Segment Start: TEXT FOR ANALYSIS

Even after the passage of the Affordable Care Act has brought nearly 10 million people into the United States' healthcare system, healthcare spending across the country has remained low. The one exception is prescription drugs, where spending has increased dramatically.
An August 7 report by the Altarum Institute found that spending grew 4.8% from June 2013 to June 2014, accounting for 17.5% of the nation's gross domestic product. Historically speaking, that is a steady number—growth has hovered just below 4% since 2009.
The sector appears to be reacting to these numbers in its hiring decisions. Job growth slowed this summer to the lowest it has been since 2010 and the Bureau of Labor Statistics reported an average job loss in hospitals in June. But numbers can be somewhat deceptive and experts are predicting the ACA's influx of patients will prompt greater volumes in late 2014 and early 2015.
Cold winter and last-minute enrollments slow spending
Analysts had expected extensive growth during the first three months of 2014 because of the influx of new patients into the system, but growth was moderate, at 4.6% according to the Altarum report.
"The rule of thumb is that people without health insurance spend about half as much on healthcare as someone similar with insurance," said Charles Roehrig, director of the Altarum Center for Sustainable Health Spending. "When 10 million people get insurance, it should cause spending to increase."
Roehrig said experts are attributing the sluggish spending to factors like the brutal winter (which slowed all economic growth), people waiting until March to enroll, and the time it takes to get integrated in the system.

Segment End: TEXT FOR ANALYSIS

CHECK YOUR UNDERSTANDING:
a – According to the article on healthcare spending, what share of the nation's gross domestic product did healthcare spending account for in the Altarum report?
b – Please explain, using the article on healthcare spending, why insuring 10 million people was expected to raise healthcare spending.
The records that follow the article on healthcare spending were taken from a different source.

Segment Start: PROVIDED INFORMATION

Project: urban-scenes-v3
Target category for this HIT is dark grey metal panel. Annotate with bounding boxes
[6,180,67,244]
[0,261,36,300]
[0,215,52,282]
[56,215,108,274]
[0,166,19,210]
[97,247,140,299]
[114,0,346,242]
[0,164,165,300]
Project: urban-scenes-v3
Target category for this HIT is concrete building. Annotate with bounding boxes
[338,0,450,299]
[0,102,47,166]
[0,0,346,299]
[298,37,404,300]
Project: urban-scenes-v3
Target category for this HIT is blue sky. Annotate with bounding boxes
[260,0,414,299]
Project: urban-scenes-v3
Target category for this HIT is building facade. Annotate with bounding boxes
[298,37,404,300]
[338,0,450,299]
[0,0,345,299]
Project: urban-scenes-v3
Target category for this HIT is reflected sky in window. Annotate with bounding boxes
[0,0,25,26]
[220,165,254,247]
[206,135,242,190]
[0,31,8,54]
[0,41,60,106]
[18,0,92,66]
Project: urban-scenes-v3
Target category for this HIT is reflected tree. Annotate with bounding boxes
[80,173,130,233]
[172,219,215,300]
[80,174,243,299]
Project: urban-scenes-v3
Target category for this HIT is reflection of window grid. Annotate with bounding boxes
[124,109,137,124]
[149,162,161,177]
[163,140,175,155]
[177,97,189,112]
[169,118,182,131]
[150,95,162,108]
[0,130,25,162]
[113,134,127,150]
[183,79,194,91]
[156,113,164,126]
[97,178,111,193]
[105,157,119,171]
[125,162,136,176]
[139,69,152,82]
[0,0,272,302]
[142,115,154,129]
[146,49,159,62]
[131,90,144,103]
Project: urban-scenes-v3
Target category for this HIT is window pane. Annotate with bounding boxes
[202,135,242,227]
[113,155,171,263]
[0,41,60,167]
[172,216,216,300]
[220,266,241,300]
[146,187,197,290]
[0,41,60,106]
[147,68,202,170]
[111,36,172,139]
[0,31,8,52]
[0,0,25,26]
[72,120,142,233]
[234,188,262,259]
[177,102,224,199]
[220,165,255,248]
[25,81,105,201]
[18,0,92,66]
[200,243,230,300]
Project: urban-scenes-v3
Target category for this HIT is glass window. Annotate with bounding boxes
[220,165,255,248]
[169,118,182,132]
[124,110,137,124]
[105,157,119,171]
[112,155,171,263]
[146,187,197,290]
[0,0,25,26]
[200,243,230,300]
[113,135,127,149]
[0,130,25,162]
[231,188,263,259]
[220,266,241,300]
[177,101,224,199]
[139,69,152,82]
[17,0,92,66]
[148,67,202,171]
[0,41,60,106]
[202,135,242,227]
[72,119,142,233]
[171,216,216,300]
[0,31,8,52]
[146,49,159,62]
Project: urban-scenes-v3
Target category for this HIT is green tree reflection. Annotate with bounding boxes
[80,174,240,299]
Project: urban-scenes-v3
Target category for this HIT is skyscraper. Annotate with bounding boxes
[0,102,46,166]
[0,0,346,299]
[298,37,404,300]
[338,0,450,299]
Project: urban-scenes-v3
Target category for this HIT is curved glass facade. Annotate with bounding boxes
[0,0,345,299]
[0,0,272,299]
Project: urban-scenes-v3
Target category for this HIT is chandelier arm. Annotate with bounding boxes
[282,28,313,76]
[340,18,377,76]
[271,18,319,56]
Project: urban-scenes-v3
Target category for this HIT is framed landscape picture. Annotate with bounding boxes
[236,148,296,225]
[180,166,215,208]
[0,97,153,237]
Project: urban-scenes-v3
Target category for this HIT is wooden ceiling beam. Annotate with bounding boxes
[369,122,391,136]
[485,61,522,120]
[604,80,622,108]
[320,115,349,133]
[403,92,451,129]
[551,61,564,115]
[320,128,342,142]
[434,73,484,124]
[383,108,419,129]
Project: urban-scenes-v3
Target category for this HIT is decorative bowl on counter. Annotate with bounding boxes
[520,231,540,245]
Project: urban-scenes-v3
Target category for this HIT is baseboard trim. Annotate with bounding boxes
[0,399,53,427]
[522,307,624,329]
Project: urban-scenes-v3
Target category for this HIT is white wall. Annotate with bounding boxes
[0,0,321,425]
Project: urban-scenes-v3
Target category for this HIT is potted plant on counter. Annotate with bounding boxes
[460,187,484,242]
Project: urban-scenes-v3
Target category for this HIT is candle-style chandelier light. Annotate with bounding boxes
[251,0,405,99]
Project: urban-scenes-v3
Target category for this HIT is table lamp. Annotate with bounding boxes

Segment End: PROVIDED INFORMATION

SOLUTIONS PER TASK:
a – 17.5%

b – People without health insurance spend about half as much on healthcare as similar people with insurance. So when 10 million people gain insurance, their spending should go up, and total spending with it.